### EXERCISE DETAILS:
Find all lines in the listing that include the word "instance", then copy them.

### PROVIDED DATA:
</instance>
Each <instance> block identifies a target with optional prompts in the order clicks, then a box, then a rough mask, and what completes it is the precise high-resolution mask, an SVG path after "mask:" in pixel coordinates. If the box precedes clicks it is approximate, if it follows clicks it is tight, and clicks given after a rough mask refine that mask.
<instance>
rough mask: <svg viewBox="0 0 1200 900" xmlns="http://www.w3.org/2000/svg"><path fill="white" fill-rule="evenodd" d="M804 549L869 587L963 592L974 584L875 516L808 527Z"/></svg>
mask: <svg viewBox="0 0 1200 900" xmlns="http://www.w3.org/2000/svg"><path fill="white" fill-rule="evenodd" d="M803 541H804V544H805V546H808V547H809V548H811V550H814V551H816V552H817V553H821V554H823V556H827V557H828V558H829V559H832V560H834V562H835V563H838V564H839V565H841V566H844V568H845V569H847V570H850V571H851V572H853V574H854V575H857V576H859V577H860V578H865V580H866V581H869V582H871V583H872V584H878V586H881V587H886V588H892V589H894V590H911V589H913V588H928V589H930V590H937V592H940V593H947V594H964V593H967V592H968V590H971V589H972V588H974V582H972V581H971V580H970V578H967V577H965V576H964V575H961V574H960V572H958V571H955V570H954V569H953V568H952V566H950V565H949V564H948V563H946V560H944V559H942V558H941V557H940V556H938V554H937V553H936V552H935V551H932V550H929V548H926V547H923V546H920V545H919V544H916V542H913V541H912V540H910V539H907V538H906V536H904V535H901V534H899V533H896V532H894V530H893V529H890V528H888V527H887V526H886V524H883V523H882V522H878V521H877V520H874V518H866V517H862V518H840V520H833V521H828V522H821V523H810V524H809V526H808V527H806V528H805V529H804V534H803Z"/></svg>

### COMPLETED TASK:
</instance>
Each <instance> block identifies a target with optional prompts in the order clicks, then a box, then a rough mask, and what completes it is the precise high-resolution mask, an SVG path after "mask:" in pixel coordinates. If the box precedes clicks it is approximate, if it follows clicks it is tight, and clicks given after a rough mask refine that mask.
<instance>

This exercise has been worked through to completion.